┌─ QUOTED PASSAGE

My past is as much a part of me as a rear-view mirror is standard equipment on a car. Driving safely means glancing in the rearview mirror, not staring at it.
Now, I remember some stuff that tempts me to take my eyes off the present and stare at the past: A dodgy way to drive, and a more risky way to live.
Growing up, alcohol was a problem for some people I loved; it became a problem for me because I was too proud to admit I couldn’t handle booze, and too lonely to even try to stop. I liked it – and just grew to ignore the trouble I kept getting into with it.
So, regrets: I have a few.
But here’s where this crazy wonderful program works, if I do what others suggest.
When bad memories erupt, I don’t have to stare, or wallow in the past if
I’ve inventoried those memories, and admitted to God and another person the exact nature of my wrongs;
I’ve asked Him to remove them, and
I continue following the suggestions AA makes for recovery. (See Chapter 6, AA Big Book)

└─
┌─ GIVEN INFORMATION

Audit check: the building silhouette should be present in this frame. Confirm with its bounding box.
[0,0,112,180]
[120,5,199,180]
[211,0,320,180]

└─

#### [WHAT IS BEING ASKED]
Return the whole reflection on the rear-view mirror and the past, word for word.

#### [TASK ANSWER]
My past is as much a part of me as a rear-view mirror is standard equipment on a car. Driving safely means glancing in the rearview mirror, not staring at it.
Now, I remember some stuff that tempts me to take my eyes off the present and stare at the past: A dodgy way to drive, and a more risky way to live.
Growing up, alcohol was a problem for some people I loved; it became a problem for me because I was too proud to admit I couldn’t handle booze, and too lonely to even try to stop. I liked it – and just grew to ignore the trouble I kept getting into with it.
So, regrets: I have a few.
But here’s where this crazy wonderful program works, if I do what others suggest.
When bad memories erupt, I don’t have to stare, or wallow in the past if
I’ve inventoried those memories, and admitted to God and another person the exact nature of my wrongs;
I’ve asked Him to remove them, and
I continue following the suggestions AA makes for recovery. (See Chapter 6, AA Big Book)